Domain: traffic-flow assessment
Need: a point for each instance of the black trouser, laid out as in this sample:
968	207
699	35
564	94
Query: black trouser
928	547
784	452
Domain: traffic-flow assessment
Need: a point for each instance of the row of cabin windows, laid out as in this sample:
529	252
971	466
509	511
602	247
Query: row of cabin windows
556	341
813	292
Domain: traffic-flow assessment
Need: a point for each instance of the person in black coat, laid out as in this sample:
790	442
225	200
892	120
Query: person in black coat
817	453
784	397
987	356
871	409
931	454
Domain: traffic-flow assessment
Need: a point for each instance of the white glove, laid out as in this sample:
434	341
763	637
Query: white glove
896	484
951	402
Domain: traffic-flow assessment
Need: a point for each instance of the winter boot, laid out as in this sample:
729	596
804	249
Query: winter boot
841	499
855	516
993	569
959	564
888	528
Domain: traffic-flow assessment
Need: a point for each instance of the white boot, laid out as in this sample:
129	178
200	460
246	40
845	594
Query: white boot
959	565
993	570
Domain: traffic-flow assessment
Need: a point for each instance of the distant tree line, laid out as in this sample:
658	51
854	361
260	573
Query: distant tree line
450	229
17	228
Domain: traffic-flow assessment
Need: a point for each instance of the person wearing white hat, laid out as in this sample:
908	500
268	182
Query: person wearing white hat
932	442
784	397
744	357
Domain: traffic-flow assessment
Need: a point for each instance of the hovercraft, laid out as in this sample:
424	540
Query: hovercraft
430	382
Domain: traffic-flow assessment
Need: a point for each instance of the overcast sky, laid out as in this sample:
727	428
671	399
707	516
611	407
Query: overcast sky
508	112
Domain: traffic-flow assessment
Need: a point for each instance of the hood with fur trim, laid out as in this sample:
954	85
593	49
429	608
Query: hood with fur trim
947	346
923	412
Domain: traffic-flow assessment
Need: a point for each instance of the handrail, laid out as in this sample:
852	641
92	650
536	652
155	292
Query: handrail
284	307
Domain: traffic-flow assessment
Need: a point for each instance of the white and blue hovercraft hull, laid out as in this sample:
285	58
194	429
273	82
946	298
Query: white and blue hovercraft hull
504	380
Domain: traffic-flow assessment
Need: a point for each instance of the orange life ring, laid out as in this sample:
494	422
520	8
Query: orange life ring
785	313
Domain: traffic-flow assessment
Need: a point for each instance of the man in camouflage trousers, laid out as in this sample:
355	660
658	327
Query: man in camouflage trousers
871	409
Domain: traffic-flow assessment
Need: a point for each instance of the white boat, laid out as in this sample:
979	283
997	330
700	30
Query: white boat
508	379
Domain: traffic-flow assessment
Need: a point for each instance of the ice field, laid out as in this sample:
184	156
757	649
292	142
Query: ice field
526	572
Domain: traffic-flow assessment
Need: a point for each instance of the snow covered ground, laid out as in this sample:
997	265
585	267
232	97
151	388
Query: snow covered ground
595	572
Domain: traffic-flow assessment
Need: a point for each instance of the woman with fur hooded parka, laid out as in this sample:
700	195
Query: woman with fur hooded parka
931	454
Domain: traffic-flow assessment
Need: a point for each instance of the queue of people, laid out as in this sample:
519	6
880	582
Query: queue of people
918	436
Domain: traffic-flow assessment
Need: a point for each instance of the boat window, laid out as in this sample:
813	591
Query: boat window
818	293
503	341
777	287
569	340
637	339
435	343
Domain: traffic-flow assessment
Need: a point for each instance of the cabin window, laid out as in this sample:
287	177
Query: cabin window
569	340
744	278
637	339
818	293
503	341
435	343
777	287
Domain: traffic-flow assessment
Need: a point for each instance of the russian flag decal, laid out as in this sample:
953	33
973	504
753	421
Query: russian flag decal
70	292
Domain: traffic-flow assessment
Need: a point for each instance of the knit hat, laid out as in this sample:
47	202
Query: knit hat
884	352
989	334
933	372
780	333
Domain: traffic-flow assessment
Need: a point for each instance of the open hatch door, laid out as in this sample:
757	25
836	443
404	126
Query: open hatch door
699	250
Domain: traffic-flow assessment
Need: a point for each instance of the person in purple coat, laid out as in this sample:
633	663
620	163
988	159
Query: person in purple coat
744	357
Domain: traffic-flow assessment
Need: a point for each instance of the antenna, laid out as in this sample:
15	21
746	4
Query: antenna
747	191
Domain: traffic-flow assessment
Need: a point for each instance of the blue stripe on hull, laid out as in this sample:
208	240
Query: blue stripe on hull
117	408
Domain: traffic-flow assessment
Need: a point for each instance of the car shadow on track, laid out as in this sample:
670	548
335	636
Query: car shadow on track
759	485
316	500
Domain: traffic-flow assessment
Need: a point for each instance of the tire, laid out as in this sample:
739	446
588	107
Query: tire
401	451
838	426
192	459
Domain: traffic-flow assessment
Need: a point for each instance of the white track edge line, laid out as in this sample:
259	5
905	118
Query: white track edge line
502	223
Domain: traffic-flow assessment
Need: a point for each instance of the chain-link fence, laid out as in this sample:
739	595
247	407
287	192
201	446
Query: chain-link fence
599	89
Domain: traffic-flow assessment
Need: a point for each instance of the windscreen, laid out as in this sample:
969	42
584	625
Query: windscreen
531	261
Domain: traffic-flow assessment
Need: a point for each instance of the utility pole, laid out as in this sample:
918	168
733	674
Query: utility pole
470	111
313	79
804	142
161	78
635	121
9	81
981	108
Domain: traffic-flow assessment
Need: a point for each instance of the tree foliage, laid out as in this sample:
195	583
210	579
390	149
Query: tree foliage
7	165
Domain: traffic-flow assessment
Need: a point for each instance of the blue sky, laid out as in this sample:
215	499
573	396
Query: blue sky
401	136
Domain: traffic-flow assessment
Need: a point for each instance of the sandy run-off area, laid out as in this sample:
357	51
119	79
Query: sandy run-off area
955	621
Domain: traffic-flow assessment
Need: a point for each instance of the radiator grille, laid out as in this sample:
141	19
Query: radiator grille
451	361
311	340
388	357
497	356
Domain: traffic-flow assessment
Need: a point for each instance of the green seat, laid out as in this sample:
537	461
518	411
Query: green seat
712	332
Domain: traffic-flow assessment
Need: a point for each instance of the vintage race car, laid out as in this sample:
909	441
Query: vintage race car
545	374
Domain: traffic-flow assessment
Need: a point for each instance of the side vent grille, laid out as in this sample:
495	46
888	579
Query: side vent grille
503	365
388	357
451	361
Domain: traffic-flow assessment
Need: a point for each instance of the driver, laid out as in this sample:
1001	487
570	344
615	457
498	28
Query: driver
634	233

● **TO DO**
Each record above should be given again exactly as it appears.

● **EXERCISE OUTPUT**
Domain: traffic-flow assessment
Need: a point for each instance of the black trouser, laid out as in this sample:
968	207
699	35
564	94
Query: black trouser
928	547
784	452
Domain: traffic-flow assessment
Need: a point for each instance of the row of cabin windows, laid out as in this sample:
529	252
971	466
509	511
602	247
Query: row of cabin windows
556	341
813	292
Domain: traffic-flow assessment
Need: a point for each instance of the person in black coat, laid out as in this sample:
790	442
225	200
892	120
Query: person in black coat
817	453
784	397
987	356
871	409
931	454
Domain: traffic-flow assessment
Need: a point for each instance of the white glove, laid out as in this sample:
434	341
763	637
Query: white glove
896	484
951	402
Domain: traffic-flow assessment
Need: a point for each instance of the winter boot, laid out as in this sample:
729	596
804	249
Query: winter boot
841	499
855	516
993	569
959	564
888	528
Domain: traffic-flow assessment
Need: a point for each instance of the white boot, laid out as in this sample:
129	178
200	460
246	40
845	594
Query: white boot
959	565
993	570
Domain: traffic-flow assessment
Need: a point for each instance of the distant tree line, laid out as in this sample:
658	51
854	361
260	573
Query: distant tree line
450	229
17	228
Domain: traffic-flow assessment
Need: a point for each instance of the person wearing white hat, laid out as in this sample:
908	500
268	182
Query: person wearing white hat
932	442
784	397
744	357
Domain: traffic-flow assessment
Need: a point for each instance of the hovercraft, laid out as in this sample:
424	540
Query: hovercraft
430	382
Domain: traffic-flow assessment
Need: a point for each instance of the overcast sky, laid out as in this sample:
727	428
671	399
707	516
611	407
Query: overcast sky
508	112
Domain: traffic-flow assessment
Need: a point for each instance of the hood with fur trim, laid out as in this sample:
954	85
593	49
429	608
Query: hood with fur trim
947	346
923	412
Domain: traffic-flow assessment
Need: a point for each instance of the handrail, laid out as in this sample:
852	641
92	650
536	652
155	292
Query: handrail
284	307
Domain: traffic-flow assessment
Need: a point for each instance of the white and blue hovercraft hull, laid out as in this sample:
285	58
194	429
273	82
946	298
Query: white and blue hovercraft hull
504	380
Domain: traffic-flow assessment
Need: a point for each instance of the orange life ring, laid out as in this sample:
494	422
520	8
Query: orange life ring
785	313
Domain: traffic-flow assessment
Need: a point for each instance of the man in camouflage trousers, laid out as in this sample:
355	660
658	327
Query: man in camouflage trousers
871	409
Domain: traffic-flow assessment
Need: a point for each instance of the white boat, laid out as in this sample:
979	283
997	330
700	30
Query: white boat
508	379
Domain: traffic-flow assessment
Need: a point for each instance of the ice field, laid out as in this sample:
184	156
757	649
292	142
Query: ice field
526	572
Domain: traffic-flow assessment
Need: a point for each instance of the snow covered ground, laid out as in this sample:
997	265
585	267
232	97
151	388
Query: snow covered ground
595	572
Domain: traffic-flow assessment
Need: a point for each instance of the woman with fur hooded parka, laid out as in this sample:
700	195
Query: woman with fur hooded parka
931	454
Domain: traffic-flow assessment
Need: a point for each instance of the queue of people, laid out as in this sample:
519	6
880	582
Query: queue of people
918	436
Domain: traffic-flow assessment
Need: a point for each instance of the boat window, laid out as in this sample:
813	591
Query: boat window
818	293
503	341
777	287
569	340
637	339
435	343
Domain: traffic-flow assessment
Need: a point for each instance of the cabin window, laid out as in this sample:
287	177
Query: cabin window
569	340
744	278
637	339
818	293
503	341
435	343
777	287
Domain: traffic-flow assessment
Need: a point for each instance of the russian flag decal, laid out as in this sample:
953	33
973	504
753	421
Query: russian flag decal
70	292
Domain: traffic-flow assessment
Need: a point for each instance of the knit hat, laid out as in this sample:
47	202
Query: knit hat
884	352
989	334
933	372
780	333
Domain: traffic-flow assessment
Need: a point for each instance of the open hatch door, laid out as in this sample:
757	25
836	443
404	126
Query: open hatch door
699	250
Domain: traffic-flow assessment
Need: a point for each instance of the person in purple coat, laid out as in this sample:
633	663
620	163
988	159
Query: person in purple coat
744	357
Domain: traffic-flow assessment
Need: a point for each instance of the antenna, laid out as in this sample:
15	21
746	4
Query: antenna
747	191
Domain: traffic-flow assessment
Need: a point for each instance of the blue stripe on hull, laid out as in this sample:
208	240
Query: blue stripe on hull
117	408
Domain: traffic-flow assessment
Need: a point for each instance of the car shadow on track, laid out as in this sample:
670	548
335	636
Query: car shadow on track
759	485
316	500
Domain: traffic-flow assessment
Need: a point for each instance of the tire, laid out as in this sample:
739	446
588	107
Query: tire
401	451
838	426
192	459
Domain: traffic-flow assessment
Need: a point for each instance of the white track edge line, laid out as in this sample:
259	5
905	118
Query: white track edge line
502	223
Domain: traffic-flow assessment
Need: a point for each instance of the chain-link fence, laid out as in this sample:
739	595
247	407
287	192
201	446
Query: chain-link fence
599	89
Domain: traffic-flow assessment
Need: a point for each instance of the windscreen, laid out as in this sample:
969	42
584	625
Query: windscreen
531	261
Domain: traffic-flow assessment
Need: a point for each instance of the utility pole, laid out as in this sample:
918	168
733	674
Query: utility pole
470	111
313	79
804	142
161	78
635	121
9	81
981	108
Domain: traffic-flow assessment
Need: a point for each instance of the tree foliage, laid out as in this sample:
195	583
210	579
390	149
Query: tree foliage
7	165
Domain: traffic-flow assessment
Need: a point for each instance of the blue sky, laid out as in this sample:
215	499
573	396
Query: blue sky
401	136
Domain: traffic-flow assessment
Need: a point for each instance of the sandy run-off area, laid out as in this sample:
357	51
119	79
Query: sandy run-off area
955	621
Domain: traffic-flow assessment
Need: a point for each instance of the radiator grille, laid out as in this sample:
141	19
Query: radiator grille
451	361
311	340
388	357
497	356
Domain: traffic-flow assessment
Need: a point for each instance of the green seat, laid out as in this sample:
537	461
518	411
Query: green seat
712	332
Domain: traffic-flow assessment
Need: a point for each instance of the vintage race car, laid out as in this sample:
909	441
Query: vintage race car
545	374
Domain: traffic-flow assessment
Need: a point for each instance of the side vent grille, laid out as in this sample:
495	46
888	579
Query: side vent grille
503	365
388	357
451	361
Domain: traffic-flow assessment
Need: a point for each instance of the driver, laid out as in this sample:
1001	487
570	344
615	457
498	28
Query: driver
634	233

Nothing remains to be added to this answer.